## [Exercise]
Convert everything from the start of the material down to the line containing "box: [66, 49, 178, 191]" into a numbered list, leaving out blank lines.

Segment Start: Task inputs

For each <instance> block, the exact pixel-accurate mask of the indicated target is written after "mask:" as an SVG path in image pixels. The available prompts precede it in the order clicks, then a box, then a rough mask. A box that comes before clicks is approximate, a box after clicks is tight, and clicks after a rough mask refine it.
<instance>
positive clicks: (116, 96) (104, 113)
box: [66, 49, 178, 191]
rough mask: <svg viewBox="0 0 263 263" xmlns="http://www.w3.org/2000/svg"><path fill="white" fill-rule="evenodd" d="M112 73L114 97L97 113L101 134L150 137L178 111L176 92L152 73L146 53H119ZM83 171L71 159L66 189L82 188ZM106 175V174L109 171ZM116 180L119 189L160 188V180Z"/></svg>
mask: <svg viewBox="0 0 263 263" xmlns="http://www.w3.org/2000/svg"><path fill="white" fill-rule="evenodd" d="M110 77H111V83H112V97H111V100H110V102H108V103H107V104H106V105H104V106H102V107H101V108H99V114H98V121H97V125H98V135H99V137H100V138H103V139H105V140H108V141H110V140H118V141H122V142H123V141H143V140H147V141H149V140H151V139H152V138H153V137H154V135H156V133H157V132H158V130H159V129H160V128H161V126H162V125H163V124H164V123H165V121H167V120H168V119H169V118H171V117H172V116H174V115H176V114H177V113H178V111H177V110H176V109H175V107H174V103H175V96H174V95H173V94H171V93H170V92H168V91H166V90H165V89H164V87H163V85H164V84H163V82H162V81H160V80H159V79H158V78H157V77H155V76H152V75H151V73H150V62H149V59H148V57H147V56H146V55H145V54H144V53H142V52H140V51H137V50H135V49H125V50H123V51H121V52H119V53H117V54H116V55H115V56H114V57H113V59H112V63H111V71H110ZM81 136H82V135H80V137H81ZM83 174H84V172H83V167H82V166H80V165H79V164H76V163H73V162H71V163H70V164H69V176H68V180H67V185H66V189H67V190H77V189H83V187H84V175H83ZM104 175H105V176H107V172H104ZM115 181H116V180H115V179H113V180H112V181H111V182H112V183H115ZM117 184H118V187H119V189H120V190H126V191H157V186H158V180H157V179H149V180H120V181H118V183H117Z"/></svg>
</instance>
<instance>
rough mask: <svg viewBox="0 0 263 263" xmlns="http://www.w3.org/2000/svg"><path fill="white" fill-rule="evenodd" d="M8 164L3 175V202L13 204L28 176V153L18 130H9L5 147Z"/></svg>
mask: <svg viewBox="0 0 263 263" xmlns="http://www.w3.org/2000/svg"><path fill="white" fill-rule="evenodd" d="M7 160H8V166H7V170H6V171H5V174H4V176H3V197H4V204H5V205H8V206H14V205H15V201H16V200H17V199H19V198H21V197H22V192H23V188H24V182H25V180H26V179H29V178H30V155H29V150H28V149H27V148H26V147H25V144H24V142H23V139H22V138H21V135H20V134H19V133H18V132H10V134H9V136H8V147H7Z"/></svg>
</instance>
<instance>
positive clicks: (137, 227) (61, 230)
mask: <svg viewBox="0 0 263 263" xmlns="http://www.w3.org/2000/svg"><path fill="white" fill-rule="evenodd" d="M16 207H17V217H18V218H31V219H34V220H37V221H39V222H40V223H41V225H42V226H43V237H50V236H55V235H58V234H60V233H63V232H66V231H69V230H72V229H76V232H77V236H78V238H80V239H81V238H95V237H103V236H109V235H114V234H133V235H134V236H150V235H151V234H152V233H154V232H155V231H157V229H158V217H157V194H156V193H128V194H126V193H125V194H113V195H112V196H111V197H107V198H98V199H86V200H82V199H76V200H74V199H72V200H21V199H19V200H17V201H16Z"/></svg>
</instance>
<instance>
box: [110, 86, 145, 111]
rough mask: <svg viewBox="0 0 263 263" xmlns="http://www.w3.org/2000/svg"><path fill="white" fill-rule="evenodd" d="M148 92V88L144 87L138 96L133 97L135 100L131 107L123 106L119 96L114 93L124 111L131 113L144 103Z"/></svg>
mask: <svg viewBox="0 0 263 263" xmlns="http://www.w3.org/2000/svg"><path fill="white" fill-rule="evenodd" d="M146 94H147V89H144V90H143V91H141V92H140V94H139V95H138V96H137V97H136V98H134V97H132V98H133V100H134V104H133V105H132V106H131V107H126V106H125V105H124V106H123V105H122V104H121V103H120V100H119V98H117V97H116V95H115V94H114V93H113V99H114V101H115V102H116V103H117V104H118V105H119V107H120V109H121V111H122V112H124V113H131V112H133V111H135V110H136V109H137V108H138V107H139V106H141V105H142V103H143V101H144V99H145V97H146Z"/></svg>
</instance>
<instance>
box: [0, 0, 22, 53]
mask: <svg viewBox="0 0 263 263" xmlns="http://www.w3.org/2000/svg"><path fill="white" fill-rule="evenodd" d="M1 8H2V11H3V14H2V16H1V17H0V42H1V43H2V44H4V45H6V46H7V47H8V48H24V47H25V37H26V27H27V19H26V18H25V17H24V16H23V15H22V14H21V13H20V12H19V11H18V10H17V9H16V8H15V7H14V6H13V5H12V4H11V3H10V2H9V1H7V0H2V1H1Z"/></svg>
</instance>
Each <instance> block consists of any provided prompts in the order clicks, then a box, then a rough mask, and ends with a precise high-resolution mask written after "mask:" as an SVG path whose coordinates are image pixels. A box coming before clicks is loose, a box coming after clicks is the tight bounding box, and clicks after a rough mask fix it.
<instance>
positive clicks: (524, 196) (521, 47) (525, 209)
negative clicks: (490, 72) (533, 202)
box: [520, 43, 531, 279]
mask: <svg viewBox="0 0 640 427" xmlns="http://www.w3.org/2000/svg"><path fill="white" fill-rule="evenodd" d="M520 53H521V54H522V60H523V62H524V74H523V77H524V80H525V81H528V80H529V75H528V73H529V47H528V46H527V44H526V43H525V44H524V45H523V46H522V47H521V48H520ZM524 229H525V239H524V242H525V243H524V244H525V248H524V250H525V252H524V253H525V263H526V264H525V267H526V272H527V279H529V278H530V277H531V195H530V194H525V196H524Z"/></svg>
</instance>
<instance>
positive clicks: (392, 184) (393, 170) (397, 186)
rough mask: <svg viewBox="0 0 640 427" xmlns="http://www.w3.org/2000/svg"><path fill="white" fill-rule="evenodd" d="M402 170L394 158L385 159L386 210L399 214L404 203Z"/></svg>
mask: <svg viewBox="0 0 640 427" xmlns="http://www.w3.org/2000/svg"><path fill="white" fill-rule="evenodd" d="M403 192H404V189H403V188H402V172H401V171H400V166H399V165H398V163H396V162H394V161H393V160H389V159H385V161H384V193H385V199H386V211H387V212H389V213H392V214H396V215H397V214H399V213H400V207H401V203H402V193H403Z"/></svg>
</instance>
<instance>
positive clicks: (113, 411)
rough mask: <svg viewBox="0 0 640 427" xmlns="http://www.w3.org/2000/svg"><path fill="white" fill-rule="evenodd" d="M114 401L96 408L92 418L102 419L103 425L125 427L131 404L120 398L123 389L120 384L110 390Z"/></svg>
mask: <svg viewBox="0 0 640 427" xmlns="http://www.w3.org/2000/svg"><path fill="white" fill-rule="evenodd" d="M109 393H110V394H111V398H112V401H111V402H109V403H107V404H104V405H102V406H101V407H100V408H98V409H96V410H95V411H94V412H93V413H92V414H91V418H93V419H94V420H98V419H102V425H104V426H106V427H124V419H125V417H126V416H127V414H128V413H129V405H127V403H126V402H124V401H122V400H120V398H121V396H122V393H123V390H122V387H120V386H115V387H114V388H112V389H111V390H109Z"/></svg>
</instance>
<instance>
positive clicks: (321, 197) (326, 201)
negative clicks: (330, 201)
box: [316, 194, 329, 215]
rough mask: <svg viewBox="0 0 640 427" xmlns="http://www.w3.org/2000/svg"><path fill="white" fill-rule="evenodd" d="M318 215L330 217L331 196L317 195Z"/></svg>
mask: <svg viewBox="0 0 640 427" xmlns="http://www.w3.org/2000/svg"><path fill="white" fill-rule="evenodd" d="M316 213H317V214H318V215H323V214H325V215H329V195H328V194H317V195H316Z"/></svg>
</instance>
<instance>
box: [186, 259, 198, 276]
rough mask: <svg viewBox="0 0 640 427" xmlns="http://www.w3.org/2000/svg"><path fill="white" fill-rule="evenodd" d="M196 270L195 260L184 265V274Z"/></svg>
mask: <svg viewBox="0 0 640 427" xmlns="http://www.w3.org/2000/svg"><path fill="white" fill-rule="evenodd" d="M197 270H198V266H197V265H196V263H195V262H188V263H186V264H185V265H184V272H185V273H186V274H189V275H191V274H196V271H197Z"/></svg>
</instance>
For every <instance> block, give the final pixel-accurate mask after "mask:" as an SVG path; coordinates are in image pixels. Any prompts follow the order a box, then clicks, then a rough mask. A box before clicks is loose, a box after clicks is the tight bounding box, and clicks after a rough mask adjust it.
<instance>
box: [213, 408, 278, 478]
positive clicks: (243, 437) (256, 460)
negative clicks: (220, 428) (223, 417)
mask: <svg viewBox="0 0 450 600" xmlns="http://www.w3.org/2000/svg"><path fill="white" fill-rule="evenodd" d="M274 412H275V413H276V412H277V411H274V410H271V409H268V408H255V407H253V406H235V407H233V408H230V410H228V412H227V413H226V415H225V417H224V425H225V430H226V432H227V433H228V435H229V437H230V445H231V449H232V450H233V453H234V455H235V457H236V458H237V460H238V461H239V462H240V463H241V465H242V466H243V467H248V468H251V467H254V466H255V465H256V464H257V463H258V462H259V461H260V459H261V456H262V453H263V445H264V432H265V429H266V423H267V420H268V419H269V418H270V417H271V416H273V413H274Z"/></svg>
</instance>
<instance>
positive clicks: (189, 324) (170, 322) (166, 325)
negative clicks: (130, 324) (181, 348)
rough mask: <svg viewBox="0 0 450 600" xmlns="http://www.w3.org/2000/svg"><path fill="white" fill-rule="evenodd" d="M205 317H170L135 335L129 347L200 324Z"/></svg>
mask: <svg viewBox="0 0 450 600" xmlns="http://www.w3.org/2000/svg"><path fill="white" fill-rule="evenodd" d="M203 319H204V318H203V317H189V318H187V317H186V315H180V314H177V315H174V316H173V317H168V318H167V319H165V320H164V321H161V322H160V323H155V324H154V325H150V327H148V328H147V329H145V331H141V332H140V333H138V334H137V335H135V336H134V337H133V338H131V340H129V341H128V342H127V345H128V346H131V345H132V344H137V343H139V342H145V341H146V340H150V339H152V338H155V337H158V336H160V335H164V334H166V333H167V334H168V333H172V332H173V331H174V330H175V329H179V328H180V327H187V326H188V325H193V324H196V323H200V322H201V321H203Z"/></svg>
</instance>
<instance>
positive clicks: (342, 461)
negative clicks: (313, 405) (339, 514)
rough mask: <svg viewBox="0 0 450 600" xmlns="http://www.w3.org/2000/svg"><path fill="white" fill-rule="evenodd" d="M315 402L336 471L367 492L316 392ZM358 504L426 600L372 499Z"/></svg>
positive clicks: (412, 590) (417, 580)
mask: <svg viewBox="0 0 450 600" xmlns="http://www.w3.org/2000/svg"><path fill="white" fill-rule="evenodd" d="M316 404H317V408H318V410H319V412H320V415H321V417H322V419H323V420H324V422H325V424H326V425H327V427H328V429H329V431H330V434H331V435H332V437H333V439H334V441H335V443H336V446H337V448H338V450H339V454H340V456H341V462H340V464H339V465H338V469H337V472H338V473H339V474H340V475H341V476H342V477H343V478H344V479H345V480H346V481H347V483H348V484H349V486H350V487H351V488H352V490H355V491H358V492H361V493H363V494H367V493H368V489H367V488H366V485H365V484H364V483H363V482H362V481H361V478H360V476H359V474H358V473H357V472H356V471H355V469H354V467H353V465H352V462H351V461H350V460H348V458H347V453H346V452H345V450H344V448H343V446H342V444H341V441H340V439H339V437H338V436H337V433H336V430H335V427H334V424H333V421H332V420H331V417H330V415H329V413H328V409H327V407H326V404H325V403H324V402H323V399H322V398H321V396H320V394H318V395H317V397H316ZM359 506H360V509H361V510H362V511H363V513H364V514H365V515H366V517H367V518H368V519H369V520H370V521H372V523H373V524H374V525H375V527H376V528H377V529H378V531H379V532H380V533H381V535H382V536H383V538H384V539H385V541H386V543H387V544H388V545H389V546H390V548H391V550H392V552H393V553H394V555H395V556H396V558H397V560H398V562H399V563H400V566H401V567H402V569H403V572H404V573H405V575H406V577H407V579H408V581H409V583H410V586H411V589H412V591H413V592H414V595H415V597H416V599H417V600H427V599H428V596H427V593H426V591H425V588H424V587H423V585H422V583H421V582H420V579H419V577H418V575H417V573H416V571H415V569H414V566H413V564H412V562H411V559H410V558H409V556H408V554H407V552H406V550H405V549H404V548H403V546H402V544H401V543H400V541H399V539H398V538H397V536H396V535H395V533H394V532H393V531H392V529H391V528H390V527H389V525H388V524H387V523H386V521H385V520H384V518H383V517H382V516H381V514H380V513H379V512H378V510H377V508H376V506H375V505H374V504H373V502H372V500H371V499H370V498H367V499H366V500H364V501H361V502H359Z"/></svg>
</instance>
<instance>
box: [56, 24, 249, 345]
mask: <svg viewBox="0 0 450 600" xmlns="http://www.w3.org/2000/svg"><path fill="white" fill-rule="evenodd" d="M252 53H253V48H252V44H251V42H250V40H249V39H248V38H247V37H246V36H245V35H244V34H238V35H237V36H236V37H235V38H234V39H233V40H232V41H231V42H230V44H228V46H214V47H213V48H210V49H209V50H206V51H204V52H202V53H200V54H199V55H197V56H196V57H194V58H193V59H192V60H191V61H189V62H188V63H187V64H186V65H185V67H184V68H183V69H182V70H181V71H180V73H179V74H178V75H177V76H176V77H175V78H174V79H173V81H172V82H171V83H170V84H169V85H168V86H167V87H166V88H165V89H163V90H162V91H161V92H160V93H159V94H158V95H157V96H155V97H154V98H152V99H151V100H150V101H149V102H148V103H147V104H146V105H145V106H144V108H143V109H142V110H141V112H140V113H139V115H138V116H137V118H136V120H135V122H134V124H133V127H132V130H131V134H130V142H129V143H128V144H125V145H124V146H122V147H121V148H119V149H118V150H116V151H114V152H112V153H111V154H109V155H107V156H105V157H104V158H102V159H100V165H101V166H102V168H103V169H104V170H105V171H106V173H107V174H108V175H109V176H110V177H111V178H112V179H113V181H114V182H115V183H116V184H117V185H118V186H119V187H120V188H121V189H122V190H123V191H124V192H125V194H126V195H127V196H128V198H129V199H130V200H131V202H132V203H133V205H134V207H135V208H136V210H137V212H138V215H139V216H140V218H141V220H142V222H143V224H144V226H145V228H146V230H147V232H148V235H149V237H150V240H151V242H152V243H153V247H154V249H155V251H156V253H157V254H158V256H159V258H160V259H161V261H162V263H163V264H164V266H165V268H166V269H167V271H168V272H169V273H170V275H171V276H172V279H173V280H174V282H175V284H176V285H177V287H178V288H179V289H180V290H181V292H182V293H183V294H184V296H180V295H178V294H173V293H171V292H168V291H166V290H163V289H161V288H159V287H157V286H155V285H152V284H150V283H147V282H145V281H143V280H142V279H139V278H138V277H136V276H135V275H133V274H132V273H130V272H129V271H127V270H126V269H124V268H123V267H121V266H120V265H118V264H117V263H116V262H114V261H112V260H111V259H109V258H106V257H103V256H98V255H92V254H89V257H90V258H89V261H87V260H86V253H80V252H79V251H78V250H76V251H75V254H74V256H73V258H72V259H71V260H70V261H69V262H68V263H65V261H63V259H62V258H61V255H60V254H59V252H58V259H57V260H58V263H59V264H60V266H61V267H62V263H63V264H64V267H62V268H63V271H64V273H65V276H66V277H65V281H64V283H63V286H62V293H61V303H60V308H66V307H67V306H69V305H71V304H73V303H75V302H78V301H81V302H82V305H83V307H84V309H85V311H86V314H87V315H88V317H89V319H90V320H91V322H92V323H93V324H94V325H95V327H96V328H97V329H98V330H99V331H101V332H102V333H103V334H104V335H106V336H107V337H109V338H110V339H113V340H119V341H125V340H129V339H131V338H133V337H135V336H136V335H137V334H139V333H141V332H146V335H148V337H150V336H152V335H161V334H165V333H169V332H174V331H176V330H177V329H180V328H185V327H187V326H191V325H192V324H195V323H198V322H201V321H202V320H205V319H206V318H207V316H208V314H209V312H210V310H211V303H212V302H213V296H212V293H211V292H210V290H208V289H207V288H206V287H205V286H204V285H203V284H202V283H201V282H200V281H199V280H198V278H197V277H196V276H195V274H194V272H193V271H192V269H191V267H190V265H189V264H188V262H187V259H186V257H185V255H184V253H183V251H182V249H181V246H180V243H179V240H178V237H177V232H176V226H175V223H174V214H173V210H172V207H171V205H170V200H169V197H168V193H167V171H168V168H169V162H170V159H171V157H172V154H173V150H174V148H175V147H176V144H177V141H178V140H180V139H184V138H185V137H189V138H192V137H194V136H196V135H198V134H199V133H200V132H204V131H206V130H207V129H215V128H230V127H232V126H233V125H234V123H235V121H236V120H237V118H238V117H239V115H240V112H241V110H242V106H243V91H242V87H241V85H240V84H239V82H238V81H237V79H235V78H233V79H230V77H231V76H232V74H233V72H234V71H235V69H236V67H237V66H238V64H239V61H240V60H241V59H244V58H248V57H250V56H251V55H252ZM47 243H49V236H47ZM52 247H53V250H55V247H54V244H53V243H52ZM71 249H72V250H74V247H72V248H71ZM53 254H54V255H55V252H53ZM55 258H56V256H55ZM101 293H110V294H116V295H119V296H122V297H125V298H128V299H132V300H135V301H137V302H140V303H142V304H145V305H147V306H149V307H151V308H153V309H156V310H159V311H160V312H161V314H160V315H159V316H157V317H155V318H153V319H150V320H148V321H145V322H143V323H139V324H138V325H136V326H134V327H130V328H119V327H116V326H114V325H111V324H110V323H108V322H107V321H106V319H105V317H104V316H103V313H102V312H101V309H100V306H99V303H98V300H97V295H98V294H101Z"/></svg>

Segment End: Task inputs

## [Final answer]
1. For each <instance> block, the exact pixel-accurate mask of the indicated target is written after "mask:" as an SVG path in image pixels. The available prompts precede it in the order clicks, then a box, then a rough mask. A box that comes before clicks is approximate, a box after clicks is tight, and clicks after a rough mask refine it.
2. <instance>
3. positive clicks: (116, 96) (104, 113)
4. box: [66, 49, 178, 191]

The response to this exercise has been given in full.